Records for this exercise -
BEGIN

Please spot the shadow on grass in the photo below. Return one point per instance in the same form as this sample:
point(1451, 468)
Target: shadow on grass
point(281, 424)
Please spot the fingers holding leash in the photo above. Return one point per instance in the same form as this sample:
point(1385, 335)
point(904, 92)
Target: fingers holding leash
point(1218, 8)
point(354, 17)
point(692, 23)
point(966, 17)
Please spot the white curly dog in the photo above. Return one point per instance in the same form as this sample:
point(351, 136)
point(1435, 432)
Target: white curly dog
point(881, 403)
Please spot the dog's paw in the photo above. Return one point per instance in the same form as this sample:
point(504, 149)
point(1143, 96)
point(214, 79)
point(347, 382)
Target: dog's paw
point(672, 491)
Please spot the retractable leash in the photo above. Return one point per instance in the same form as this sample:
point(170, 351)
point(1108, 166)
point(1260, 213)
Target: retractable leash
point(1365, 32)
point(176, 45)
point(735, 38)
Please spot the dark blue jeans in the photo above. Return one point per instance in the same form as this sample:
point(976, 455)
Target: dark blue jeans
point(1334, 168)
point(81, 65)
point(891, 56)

END

Assignment -
The required output is every line of the entries, starting at the one that contains "point(1435, 432)" and ending at the last, copied exactly.

Task answer -
point(1435, 432)
Target: white curly dog
point(881, 403)
Please spot the dog's paw in the photo above. Return one point per instance in the same form as this sample:
point(504, 149)
point(1143, 96)
point(214, 79)
point(347, 382)
Target: dog's paw
point(672, 491)
Please spot the retractable leash in the photo above. Return one point per instance in the same form as this sample:
point(170, 351)
point(1108, 166)
point(1260, 213)
Target: retractable leash
point(1365, 32)
point(176, 45)
point(735, 38)
Please spot the dark blue jeans in the photo above. Return one point per instance in the same form as this sample:
point(976, 455)
Target: dark blue jeans
point(1334, 168)
point(81, 65)
point(891, 56)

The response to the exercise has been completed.